"""

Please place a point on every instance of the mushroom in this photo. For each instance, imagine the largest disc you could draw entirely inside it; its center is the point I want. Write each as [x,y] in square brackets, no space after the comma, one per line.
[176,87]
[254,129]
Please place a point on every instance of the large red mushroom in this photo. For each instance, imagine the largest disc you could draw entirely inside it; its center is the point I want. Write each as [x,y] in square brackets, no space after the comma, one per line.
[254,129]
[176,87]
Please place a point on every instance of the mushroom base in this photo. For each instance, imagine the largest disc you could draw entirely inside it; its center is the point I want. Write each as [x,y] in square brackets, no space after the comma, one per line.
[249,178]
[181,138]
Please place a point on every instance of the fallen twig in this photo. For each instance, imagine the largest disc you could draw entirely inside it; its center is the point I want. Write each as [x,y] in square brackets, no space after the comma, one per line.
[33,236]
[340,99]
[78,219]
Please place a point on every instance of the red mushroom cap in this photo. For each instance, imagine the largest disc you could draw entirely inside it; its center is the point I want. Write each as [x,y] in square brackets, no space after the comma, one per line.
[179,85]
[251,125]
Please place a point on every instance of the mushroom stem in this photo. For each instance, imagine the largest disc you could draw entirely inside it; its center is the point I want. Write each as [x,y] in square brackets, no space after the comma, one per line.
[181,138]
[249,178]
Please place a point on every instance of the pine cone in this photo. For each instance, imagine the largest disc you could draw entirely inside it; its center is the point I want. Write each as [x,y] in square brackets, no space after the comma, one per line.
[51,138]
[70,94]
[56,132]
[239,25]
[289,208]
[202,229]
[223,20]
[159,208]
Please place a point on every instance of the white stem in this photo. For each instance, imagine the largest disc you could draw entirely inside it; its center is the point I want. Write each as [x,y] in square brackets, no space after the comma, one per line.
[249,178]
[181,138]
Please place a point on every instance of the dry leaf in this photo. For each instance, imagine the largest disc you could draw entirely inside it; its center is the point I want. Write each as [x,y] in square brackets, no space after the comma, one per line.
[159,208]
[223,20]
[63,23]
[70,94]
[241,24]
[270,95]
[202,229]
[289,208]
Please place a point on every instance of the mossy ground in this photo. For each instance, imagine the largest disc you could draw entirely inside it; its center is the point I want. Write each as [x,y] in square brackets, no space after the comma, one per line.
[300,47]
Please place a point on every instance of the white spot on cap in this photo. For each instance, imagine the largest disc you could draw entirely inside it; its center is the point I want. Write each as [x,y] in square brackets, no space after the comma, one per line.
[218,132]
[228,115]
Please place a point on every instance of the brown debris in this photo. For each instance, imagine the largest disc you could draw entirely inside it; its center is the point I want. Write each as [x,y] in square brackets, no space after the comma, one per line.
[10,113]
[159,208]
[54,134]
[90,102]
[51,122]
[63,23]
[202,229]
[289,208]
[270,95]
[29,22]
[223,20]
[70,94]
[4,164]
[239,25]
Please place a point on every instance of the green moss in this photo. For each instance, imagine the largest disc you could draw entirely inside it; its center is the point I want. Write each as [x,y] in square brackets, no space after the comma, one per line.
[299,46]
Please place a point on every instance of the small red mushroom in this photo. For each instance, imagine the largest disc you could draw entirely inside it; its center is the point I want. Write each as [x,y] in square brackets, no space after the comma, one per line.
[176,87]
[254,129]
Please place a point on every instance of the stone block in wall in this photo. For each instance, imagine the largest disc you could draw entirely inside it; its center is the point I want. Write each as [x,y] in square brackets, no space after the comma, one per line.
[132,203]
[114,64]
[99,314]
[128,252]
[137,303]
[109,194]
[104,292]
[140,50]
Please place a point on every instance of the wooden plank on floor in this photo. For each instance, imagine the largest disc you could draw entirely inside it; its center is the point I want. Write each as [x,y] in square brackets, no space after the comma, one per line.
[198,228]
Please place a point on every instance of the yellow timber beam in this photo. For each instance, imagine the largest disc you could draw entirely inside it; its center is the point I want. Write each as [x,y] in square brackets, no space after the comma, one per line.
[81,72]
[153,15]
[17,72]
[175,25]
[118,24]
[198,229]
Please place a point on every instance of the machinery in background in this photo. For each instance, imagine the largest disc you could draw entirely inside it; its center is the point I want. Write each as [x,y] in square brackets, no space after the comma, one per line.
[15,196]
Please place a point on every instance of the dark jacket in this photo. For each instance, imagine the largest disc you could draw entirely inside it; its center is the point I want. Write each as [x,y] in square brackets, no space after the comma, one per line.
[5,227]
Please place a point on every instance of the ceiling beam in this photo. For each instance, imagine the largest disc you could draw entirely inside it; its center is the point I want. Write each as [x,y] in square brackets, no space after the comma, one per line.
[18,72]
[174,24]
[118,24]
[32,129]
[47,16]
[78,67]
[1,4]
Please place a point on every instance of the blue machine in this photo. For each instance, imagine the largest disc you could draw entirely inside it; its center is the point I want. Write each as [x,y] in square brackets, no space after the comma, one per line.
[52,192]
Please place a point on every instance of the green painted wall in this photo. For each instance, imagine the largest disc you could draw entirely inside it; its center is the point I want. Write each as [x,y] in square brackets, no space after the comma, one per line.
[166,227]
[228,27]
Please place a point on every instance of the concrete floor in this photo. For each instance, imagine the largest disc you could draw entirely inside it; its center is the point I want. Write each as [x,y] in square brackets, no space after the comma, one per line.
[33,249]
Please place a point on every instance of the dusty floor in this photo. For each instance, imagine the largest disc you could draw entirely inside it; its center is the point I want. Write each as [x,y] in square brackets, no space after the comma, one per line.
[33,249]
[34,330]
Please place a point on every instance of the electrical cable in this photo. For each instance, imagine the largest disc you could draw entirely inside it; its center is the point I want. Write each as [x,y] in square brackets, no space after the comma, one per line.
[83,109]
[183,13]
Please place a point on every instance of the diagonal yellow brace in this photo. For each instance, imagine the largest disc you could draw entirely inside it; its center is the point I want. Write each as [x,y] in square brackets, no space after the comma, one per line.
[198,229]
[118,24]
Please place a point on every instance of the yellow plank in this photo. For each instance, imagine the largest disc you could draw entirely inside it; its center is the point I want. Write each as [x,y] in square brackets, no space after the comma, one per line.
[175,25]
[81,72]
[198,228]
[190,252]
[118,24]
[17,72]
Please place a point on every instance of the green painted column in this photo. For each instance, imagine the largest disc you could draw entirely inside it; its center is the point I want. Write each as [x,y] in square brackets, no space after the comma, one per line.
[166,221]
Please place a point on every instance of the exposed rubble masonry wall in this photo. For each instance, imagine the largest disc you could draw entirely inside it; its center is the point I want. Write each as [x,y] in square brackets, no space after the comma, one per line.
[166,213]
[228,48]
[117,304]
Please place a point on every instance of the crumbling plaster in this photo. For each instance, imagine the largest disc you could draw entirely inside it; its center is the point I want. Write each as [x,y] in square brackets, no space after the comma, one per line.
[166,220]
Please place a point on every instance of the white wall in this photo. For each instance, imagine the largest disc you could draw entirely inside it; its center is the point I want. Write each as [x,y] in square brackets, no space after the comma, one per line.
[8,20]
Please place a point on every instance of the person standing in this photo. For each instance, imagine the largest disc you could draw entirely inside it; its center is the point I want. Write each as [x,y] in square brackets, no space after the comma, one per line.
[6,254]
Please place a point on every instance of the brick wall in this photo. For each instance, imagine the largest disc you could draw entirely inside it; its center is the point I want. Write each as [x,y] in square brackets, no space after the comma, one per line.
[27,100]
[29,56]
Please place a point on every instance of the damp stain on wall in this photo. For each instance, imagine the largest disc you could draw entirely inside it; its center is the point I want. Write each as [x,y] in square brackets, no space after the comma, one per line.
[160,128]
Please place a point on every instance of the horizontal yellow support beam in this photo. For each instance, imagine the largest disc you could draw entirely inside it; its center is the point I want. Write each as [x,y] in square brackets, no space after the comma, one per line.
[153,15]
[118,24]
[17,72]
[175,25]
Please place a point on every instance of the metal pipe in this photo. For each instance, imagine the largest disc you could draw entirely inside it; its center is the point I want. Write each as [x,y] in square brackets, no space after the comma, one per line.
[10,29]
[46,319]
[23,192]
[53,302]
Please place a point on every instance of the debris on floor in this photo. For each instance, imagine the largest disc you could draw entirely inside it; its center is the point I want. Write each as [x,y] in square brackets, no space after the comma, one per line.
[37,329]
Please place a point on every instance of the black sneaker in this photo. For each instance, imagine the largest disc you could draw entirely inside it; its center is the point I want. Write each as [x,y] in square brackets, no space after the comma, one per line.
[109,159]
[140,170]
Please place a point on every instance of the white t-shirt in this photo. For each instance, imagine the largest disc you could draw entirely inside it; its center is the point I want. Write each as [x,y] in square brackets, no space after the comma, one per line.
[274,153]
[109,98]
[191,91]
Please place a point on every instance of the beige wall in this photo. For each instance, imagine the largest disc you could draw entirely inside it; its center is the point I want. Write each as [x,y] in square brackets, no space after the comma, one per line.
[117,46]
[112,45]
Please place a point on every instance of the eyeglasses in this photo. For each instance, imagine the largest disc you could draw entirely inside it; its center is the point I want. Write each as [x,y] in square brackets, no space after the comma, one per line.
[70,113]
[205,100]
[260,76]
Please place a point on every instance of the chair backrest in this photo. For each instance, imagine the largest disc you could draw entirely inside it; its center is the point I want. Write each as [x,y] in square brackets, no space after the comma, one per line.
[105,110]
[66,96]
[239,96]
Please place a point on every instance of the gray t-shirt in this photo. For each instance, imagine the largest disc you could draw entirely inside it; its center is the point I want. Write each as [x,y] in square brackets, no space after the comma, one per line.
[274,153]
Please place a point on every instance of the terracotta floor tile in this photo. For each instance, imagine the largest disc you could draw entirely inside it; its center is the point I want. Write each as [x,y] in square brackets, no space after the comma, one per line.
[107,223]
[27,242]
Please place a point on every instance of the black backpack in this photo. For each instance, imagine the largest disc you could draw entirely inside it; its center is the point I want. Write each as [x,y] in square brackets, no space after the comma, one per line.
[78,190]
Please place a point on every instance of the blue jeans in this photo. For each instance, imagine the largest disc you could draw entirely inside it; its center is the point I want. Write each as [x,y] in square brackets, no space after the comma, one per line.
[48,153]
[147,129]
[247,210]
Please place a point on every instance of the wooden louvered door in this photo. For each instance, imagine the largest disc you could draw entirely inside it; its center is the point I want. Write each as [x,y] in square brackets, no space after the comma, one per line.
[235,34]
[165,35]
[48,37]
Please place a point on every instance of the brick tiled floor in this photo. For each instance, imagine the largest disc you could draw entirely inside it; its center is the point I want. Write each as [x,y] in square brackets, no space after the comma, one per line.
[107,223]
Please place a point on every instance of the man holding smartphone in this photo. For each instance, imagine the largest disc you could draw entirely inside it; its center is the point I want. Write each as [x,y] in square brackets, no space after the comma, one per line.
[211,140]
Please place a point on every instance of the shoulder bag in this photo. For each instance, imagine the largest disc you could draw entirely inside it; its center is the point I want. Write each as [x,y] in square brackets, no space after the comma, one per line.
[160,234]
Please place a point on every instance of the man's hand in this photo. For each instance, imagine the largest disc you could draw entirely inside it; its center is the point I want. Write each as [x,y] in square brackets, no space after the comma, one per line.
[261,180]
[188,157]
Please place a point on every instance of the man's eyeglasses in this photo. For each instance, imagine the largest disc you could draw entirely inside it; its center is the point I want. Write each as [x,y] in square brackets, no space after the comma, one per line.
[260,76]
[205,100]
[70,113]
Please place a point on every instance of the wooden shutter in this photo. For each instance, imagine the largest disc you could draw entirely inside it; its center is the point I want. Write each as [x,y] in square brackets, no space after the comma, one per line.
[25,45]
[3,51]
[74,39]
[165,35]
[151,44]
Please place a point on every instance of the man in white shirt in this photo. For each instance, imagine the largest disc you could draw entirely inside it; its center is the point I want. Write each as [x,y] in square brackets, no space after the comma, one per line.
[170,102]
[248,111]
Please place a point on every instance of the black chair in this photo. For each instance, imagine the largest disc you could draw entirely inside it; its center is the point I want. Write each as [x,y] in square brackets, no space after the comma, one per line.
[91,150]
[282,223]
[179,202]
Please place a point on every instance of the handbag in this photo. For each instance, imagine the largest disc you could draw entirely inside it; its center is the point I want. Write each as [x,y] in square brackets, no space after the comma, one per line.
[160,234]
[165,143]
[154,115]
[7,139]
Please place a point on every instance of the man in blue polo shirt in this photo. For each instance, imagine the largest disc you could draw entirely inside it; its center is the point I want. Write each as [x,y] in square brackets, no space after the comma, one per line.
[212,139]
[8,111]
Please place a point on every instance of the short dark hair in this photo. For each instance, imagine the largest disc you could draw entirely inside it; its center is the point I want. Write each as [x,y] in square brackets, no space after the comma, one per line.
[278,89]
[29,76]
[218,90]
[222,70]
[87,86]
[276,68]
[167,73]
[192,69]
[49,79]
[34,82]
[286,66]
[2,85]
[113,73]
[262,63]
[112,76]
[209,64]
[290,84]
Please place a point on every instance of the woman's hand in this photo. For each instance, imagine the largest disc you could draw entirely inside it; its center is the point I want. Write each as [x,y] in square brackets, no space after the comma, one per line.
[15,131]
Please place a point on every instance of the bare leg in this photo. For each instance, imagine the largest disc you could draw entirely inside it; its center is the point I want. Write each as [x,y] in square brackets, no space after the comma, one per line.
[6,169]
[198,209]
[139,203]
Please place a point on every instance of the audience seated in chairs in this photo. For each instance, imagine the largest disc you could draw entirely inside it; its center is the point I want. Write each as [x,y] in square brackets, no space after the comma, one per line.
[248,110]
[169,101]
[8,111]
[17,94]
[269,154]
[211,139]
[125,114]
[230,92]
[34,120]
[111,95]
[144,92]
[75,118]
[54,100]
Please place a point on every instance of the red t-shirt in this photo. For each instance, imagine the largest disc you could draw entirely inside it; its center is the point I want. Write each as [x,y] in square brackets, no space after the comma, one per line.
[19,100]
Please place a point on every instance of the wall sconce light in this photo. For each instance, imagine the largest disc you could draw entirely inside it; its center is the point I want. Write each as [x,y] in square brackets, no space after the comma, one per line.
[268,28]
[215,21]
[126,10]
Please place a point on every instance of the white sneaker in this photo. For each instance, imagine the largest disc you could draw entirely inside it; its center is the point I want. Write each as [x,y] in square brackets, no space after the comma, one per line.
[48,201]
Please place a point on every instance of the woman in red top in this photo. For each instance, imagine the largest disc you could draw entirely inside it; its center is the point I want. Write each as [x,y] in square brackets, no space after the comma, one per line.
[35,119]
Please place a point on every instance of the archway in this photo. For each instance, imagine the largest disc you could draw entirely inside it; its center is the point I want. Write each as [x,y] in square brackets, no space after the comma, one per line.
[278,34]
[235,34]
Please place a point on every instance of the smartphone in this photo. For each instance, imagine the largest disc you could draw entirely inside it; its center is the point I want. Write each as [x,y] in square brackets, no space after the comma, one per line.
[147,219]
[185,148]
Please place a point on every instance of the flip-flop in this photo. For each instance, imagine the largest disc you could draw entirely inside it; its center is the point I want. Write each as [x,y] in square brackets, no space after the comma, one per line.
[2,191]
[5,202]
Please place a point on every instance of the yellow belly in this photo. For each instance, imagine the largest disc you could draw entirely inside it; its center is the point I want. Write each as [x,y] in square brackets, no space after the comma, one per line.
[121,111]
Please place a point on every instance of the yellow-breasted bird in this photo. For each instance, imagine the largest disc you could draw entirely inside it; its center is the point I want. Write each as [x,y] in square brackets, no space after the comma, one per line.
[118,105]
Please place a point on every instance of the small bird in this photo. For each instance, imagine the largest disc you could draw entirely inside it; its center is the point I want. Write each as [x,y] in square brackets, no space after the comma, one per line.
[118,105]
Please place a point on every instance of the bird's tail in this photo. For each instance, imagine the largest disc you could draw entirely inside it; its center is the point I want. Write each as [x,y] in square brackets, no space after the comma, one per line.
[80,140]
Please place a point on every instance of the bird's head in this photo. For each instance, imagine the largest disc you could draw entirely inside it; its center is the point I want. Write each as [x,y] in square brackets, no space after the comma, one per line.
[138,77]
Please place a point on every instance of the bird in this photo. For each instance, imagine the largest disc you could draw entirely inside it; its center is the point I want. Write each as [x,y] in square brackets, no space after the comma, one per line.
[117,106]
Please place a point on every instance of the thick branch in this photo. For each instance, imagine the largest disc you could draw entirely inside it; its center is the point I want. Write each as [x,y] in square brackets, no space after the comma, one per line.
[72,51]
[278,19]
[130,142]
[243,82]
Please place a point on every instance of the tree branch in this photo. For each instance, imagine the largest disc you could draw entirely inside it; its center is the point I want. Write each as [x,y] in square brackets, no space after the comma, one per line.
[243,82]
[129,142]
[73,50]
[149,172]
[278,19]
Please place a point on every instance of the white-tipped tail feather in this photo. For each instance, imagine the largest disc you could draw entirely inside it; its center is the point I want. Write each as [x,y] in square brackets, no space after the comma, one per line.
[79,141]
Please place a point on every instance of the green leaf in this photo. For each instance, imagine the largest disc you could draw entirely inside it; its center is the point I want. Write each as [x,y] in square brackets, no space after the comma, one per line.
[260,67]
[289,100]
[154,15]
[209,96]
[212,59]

"""

*Work task*. A verbatim transcription is required of the lines from the one with "Please place a point on every instance of the tree" through the final line of the entries above, and of nothing else.

*Task response*.
Please place a point on every instance of the tree branch in this photo. For each instance, imagine the largest disc you could draw entirely inside it; its center is the point I want. Write each as [x,y] in square brackets, no space after the comma, one per line.
[243,82]
[129,142]
[73,50]
[149,172]
[278,19]
Please place a point on every instance of the white-tipped tail feather in this photo. For each instance, imagine the largest disc you could draw entirely inside it; its center is the point I want. Write each as [x,y] in square brackets, no space after the comma, one per line.
[79,141]
Please place a point on every instance of the green leaf in this photo. For each instance, imagine the largest disc you could draw entirely inside it; its center is the point I want. Write each as [x,y] in square brackets, no space after the comma, one per line.
[260,67]
[289,100]
[154,15]
[209,96]
[212,59]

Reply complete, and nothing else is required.